■ What is being asked ■
Leave every entry as it is and write the data out in full.

Natural language region descriptions:
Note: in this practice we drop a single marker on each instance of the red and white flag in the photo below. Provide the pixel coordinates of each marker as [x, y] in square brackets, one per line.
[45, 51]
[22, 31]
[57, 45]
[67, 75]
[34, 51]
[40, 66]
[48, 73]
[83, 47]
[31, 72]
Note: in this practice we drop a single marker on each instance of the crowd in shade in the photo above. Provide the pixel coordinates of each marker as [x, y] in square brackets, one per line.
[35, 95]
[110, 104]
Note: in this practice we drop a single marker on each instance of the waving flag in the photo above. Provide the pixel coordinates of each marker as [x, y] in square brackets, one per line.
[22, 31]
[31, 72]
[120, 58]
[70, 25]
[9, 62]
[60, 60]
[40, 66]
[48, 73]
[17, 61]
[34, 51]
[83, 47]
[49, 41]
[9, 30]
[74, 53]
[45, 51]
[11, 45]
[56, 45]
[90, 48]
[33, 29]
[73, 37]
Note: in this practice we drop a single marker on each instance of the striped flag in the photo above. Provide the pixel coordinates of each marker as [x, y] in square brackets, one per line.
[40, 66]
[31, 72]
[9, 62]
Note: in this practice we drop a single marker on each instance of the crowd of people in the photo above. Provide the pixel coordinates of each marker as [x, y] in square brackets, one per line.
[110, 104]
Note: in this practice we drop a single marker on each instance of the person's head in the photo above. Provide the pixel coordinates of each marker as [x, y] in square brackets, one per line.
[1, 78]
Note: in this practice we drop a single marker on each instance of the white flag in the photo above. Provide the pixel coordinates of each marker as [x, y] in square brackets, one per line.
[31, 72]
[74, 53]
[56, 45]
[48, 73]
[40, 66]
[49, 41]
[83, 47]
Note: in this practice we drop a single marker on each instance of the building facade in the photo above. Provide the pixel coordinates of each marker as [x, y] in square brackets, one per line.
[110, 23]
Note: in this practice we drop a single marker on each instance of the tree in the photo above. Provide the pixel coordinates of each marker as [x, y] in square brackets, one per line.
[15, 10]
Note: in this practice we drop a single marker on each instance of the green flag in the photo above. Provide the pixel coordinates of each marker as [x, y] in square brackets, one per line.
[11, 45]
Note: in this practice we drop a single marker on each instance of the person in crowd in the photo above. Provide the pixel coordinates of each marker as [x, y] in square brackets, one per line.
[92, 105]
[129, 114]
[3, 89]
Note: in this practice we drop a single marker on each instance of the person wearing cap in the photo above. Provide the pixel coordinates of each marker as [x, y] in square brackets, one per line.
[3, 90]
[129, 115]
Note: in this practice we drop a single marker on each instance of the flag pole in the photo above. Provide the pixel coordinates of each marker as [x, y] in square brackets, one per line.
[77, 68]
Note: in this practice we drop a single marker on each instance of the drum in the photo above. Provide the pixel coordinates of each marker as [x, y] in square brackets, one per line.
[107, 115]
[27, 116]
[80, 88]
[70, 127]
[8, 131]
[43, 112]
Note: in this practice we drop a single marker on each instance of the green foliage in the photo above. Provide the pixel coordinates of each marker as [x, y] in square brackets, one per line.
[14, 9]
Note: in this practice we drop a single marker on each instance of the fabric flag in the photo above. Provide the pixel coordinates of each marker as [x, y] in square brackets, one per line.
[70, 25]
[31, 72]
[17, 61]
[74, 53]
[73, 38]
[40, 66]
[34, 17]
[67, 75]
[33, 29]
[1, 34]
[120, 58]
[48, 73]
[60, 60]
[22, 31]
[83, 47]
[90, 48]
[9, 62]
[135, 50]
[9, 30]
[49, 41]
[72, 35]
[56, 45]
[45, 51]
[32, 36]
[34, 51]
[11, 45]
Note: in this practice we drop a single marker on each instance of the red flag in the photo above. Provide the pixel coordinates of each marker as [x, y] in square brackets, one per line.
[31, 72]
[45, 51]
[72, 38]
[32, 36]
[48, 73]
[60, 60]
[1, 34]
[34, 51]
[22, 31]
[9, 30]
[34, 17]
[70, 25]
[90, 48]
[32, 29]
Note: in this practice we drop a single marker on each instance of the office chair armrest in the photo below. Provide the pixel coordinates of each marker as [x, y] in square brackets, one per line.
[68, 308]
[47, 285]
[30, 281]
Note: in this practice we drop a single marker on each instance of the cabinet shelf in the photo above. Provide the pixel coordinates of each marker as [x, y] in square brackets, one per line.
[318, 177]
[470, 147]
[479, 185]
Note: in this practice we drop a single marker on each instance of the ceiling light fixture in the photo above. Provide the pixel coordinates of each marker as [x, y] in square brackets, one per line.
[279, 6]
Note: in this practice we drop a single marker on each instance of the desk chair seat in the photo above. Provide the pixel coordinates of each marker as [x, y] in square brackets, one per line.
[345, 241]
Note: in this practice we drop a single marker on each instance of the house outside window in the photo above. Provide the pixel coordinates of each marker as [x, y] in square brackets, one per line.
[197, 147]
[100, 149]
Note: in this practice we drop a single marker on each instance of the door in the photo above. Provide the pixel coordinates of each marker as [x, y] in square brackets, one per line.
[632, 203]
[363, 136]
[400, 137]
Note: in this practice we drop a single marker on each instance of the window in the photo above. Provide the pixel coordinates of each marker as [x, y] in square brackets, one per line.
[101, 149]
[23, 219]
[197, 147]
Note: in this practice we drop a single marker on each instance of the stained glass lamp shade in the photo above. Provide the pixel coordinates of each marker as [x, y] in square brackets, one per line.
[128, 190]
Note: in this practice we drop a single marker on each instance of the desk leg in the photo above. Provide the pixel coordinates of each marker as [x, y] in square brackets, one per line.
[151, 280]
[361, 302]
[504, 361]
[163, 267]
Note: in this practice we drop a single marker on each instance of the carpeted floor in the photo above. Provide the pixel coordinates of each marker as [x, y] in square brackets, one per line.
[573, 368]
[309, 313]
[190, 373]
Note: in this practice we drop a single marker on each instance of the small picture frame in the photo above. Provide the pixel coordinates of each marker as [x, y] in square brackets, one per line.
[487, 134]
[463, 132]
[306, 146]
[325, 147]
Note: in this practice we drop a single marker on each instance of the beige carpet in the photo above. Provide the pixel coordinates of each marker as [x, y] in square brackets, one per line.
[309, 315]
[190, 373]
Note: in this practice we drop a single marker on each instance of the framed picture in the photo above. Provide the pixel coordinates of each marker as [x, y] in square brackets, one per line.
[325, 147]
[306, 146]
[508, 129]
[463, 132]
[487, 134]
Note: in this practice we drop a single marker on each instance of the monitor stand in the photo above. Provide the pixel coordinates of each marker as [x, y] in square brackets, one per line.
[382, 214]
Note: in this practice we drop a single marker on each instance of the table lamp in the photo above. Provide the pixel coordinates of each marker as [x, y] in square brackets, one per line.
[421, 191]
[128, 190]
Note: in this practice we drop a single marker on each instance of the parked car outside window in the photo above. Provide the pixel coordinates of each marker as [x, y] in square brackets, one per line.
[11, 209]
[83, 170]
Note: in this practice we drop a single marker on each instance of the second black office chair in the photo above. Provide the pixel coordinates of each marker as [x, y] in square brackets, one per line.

■ Answer box ■
Note: in this practice we drop a single marker on each instance of the red and white flag in the photo below. Provide the pixel coordinates of each marker as [x, y] in square brackets, one per line.
[45, 51]
[22, 31]
[57, 45]
[67, 75]
[34, 51]
[40, 66]
[48, 73]
[83, 47]
[31, 72]
Note: in this practice we drop a single marker on each instance of the crowd in shade in the photo above. Provide the pixel coordinates of each marker as [x, y] in square brackets, one per line.
[35, 95]
[110, 104]
Note: in this practice we drop a single marker on each instance of the waving flag in the photo above. Provide the pixel coordinates of each marker as [x, y] in square brackets, one per line.
[22, 31]
[31, 72]
[120, 58]
[70, 25]
[9, 62]
[60, 60]
[40, 66]
[48, 73]
[17, 61]
[34, 51]
[83, 47]
[49, 41]
[9, 30]
[74, 53]
[45, 51]
[11, 45]
[56, 45]
[90, 48]
[33, 29]
[73, 37]
Note: in this practice we drop a single marker on each instance of the striped flag in the photo above. Provide the pixel coordinates of each marker as [x, y] in square brackets, one per line.
[40, 66]
[31, 72]
[9, 62]
Note: in this practice we drop a single marker on each instance of the crowd of people in the photo above. Provide the pixel coordinates of each marker as [x, y] in square brackets, one per line.
[110, 104]
Note: in this practice we drop a single marker on each instance of the person's head in the photo above. Provide the pixel coordinates of each marker as [x, y] in square brackets, one per line.
[1, 78]
Note: in this practice we drop a single marker on each instance of the white flag in the photo above. Provide the pixel coordinates of each marker as [x, y] in square brackets, one per line.
[31, 72]
[74, 53]
[56, 45]
[48, 73]
[40, 66]
[49, 41]
[83, 47]
Note: in this practice we drop a single marker on each instance of the building facade in the photo above. Provide the pixel coordinates of each marker as [x, y] in square brackets, one per line.
[110, 23]
Note: in this practice we drop a single marker on each instance of the tree in the photo above. Provide the pixel coordinates of each marker as [x, y] in square brackets, one per line.
[15, 10]
Note: in this practice we drop a single marker on each instance of the green flag in the photo above. Provide the pixel coordinates of each marker as [x, y] in square brackets, one per line.
[11, 45]
Note: in this practice we drop a single marker on each instance of the person in crowd in the photo above. Provide the pixel coordinates of each marker as [x, y] in square brackets, one per line.
[92, 105]
[129, 114]
[3, 89]
Note: in this practice we drop a single marker on each instance of the person wearing cap in the photo above. Provide the pixel coordinates of each marker as [x, y] in square brackets, one per line.
[3, 90]
[129, 115]
Note: in this practice we drop a single marker on each instance of the flag pole in the photo above. Provide the pixel coordinates of each marker as [x, y] in square brackets, one per line.
[77, 68]
Note: in this practice we drop a single marker on each instance of the drum in the photo above. Provide the pixel coordinates of each marker as [x, y] in square brackets, one per line.
[107, 115]
[27, 116]
[80, 88]
[70, 127]
[8, 131]
[43, 112]
Note: in this practice we drop a single marker on each instance of the green foliage in the photo above. Provide the pixel coordinates of each marker as [x, y] in square brackets, one per line.
[14, 9]
Note: in this practice we drop a single marker on each instance of the fabric flag in the photo above. Provide the pixel coordinates of each marker as [x, y] in square brackets, one per line.
[70, 25]
[31, 72]
[17, 61]
[74, 53]
[73, 38]
[40, 66]
[34, 17]
[67, 75]
[33, 29]
[1, 34]
[120, 58]
[48, 73]
[60, 60]
[22, 31]
[83, 47]
[90, 48]
[9, 62]
[135, 50]
[9, 30]
[49, 41]
[72, 35]
[56, 45]
[45, 51]
[32, 36]
[34, 51]
[11, 45]
Note: in this practice we drop a single marker on each instance of the red flag in the photo above. Provide the pixel coordinates of each marker as [x, y] in square brackets, one per line.
[31, 72]
[45, 51]
[72, 38]
[32, 36]
[48, 73]
[60, 60]
[1, 34]
[34, 51]
[22, 31]
[9, 30]
[34, 17]
[70, 25]
[90, 48]
[32, 29]
Note: in this practice we drop a single marker on each instance of the office chair armrest in the photo below. Provide the pixel coordinates of each marker as [x, y] in square brackets, one per line.
[68, 308]
[47, 285]
[30, 281]
Note: in this practice we drop a single marker on each instance of the cabinet shelf in the photo above. Provide the pixel coordinates of each marker as [x, y] in square brackets, one per line.
[318, 177]
[470, 147]
[479, 185]
Note: in this practice we drop a single marker on each instance of the ceiling light fixture in the photo above. Provide the pixel coordinates of each marker as [x, y] in square brackets, one per line.
[279, 6]
Note: in this practice we drop a single marker on each instance of the desk chair seat in the photo above. Provide the pixel coordinates of each marker as [x, y] in square brackets, one per line.
[345, 241]
Note: in this practice we drop a single marker on each instance of the house outside window in the photo above. Provide the pixel coordinates of each marker as [x, y] in square brackets, one per line.
[197, 147]
[100, 149]
Note: in this practice we drop a single marker on each instance of the door in the photo above. Provide the pixel coordinates of each marker as [x, y] in square brackets, one per line.
[632, 203]
[363, 136]
[400, 137]
Note: in this practice we drop a single marker on each instance of the window in the photo above. Provide the pixel coordinates of each marker as [x, y] in square brackets, one per line.
[101, 149]
[23, 219]
[197, 147]
Note: in this practice we drop a single marker on each instance of the stained glass lamp shade in the photo above. Provide the pixel coordinates of each marker as [x, y] in square brackets, one per line.
[128, 190]
Note: in this practice we drop a single marker on each instance of the desk leg in the photo above. Provide the pixel coordinates of each marker as [x, y] in square brackets, one per line.
[151, 280]
[361, 302]
[504, 361]
[163, 267]
Note: in this practice we drop a single marker on each instance of the carpeted floor in the photo above. Provide the pixel coordinates of each marker as [x, y] in square brackets, one per line.
[573, 368]
[309, 313]
[190, 373]
Note: in this practice we drop a single marker on each instance of the small picture frame in the photo above. Provide the pixel coordinates of each marker as [x, y] in square brackets, one per line.
[487, 134]
[463, 132]
[306, 146]
[325, 147]
Note: in this practice we drop a single marker on each instance of the beige carpet in the photo above. Provide the pixel coordinates of each marker as [x, y] in square brackets, one per line.
[309, 315]
[190, 373]
Note: in this practice we drop a single marker on each instance of the framed picture in the photo above. Provide the pixel coordinates of each marker as [x, y] in square brackets, one per line.
[325, 147]
[306, 146]
[508, 129]
[463, 132]
[487, 134]
Note: in this practice we drop a single marker on each instance of the monitor stand in the photo above. Provide the pixel coordinates of each marker as [x, y] in square brackets, one per line.
[382, 214]
Note: in this practice we drop a single marker on each instance of the table lamp in the photo above. Provide the pixel coordinates of each marker as [x, y] in square brackets, one per line.
[421, 191]
[128, 190]
Note: in this practice we drop a single marker on each instance of the parked car outside window in the photo above. Provide the pixel coordinates of each marker as [x, y] in square brackets, one per line.
[11, 209]
[83, 170]
Note: in this practice we drop a single marker on each instance of the second black office chair in the photo above. Provide the pixel coordinates of each marker as [x, y] in square brackets, one per line.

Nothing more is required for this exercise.